SUPPLIED RECORDS:
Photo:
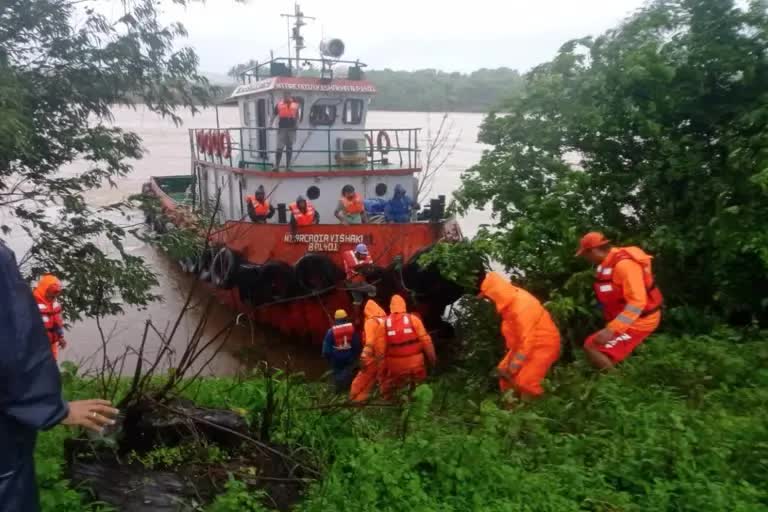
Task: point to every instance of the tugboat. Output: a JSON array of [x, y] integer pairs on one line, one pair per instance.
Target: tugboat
[[292, 277]]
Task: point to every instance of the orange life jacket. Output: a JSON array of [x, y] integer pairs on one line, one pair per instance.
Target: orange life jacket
[[351, 262], [303, 219], [287, 110], [342, 336], [258, 208], [611, 294], [402, 340], [353, 206]]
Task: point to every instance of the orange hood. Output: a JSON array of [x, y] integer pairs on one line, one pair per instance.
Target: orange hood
[[397, 305], [499, 290], [373, 310], [46, 282]]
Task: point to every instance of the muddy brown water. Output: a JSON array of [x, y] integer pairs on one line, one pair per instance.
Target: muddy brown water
[[167, 153]]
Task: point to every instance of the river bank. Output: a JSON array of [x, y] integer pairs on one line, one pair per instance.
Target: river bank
[[678, 427]]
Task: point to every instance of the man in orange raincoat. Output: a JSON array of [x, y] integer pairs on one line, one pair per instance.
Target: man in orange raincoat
[[372, 357], [532, 339], [408, 349], [46, 295], [627, 292]]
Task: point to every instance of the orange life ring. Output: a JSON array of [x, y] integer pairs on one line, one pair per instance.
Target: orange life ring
[[200, 138], [380, 138], [211, 145], [226, 143]]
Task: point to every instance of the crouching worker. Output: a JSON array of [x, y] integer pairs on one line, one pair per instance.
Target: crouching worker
[[373, 352], [532, 339], [408, 349], [341, 347], [46, 295], [626, 290]]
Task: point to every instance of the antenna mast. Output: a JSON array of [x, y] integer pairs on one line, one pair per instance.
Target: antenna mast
[[298, 39]]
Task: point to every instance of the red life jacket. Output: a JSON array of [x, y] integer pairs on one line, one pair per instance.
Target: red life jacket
[[261, 209], [353, 206], [51, 315], [351, 262], [287, 110], [342, 336], [611, 294], [303, 219], [402, 340]]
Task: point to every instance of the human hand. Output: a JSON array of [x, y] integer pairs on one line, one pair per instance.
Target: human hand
[[91, 414], [604, 337]]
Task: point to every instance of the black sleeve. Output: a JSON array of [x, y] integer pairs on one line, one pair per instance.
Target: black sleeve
[[30, 384], [251, 212]]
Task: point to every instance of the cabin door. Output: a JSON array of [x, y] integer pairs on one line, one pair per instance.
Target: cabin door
[[261, 123]]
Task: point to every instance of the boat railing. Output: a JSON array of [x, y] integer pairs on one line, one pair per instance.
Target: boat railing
[[329, 149]]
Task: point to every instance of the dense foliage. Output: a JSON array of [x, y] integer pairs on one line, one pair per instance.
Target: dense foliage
[[653, 132], [679, 428], [63, 66]]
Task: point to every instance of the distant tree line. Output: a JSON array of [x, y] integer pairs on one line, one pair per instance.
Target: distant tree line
[[436, 91]]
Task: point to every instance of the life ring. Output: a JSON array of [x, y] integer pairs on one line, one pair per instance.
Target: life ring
[[226, 142], [380, 138], [210, 143], [317, 273], [201, 142]]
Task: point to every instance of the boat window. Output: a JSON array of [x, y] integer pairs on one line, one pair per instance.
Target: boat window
[[322, 114], [353, 112], [313, 192]]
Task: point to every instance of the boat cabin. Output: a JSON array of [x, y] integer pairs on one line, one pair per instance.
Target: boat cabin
[[333, 147]]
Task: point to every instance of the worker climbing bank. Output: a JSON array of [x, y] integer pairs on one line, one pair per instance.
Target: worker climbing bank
[[395, 350]]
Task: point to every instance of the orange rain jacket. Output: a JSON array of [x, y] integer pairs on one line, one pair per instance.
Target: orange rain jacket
[[400, 371], [50, 311], [629, 276], [373, 352], [532, 339]]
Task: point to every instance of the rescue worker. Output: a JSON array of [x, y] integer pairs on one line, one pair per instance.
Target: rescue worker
[[259, 208], [355, 263], [399, 208], [46, 295], [341, 347], [303, 213], [372, 357], [626, 290], [30, 391], [532, 339], [408, 348], [351, 208], [287, 113]]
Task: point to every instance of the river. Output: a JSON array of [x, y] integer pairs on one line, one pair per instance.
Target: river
[[167, 153]]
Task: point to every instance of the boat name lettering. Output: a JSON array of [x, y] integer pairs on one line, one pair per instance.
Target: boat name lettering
[[323, 238]]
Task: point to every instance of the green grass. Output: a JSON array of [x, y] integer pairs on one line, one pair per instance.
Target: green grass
[[680, 427]]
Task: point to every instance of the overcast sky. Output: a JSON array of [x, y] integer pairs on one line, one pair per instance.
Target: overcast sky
[[401, 34]]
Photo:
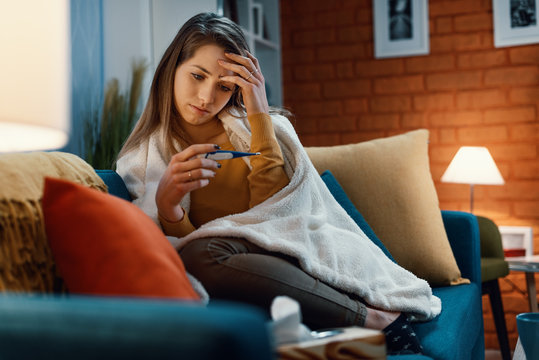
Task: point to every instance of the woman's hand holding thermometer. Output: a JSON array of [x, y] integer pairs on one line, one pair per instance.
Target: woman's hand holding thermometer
[[225, 155]]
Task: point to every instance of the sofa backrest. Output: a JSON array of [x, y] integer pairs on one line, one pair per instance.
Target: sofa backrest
[[115, 183]]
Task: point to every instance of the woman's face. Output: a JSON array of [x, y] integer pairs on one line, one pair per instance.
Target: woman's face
[[199, 93]]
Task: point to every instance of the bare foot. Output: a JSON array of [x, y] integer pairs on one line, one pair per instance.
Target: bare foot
[[379, 319]]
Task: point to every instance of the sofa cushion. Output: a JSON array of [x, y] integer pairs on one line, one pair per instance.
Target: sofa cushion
[[389, 182], [26, 262], [343, 200], [453, 334], [104, 245]]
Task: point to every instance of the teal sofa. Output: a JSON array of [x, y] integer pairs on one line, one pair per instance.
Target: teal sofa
[[80, 327]]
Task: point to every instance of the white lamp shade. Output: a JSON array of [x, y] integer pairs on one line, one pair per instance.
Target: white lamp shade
[[35, 68], [473, 165]]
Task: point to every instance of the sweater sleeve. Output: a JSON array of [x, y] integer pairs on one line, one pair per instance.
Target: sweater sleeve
[[267, 176]]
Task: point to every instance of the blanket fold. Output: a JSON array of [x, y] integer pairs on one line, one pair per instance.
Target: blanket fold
[[26, 262]]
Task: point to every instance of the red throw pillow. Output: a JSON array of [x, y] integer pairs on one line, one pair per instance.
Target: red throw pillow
[[104, 245]]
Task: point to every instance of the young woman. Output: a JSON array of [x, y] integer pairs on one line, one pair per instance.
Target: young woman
[[250, 229]]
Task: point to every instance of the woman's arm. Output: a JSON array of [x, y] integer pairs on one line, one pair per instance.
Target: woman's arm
[[267, 175]]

WORK TO DO: Please rewrite the data, starting at the line containing "Task: point to every instance of the river bank." and ending after the line containing "[[372, 357], [532, 339], [408, 349], [46, 295], [627, 292]]", with "river bank" changed to "riverbank" and nothing else altered.

OUTPUT OF THE TASK:
Task: point to every instance of the riverbank. Output: a JSON array of [x, y] integer pairs on one line, one pair per instance.
Target: riverbank
[[678, 427]]
Task: point to every instance of the man in orange raincoat. Output: a JSON array of [x, y] integer pairs on one line, one pair per instance.
Target: man in orange raincoat
[[372, 357], [532, 339], [408, 349], [46, 295], [627, 292]]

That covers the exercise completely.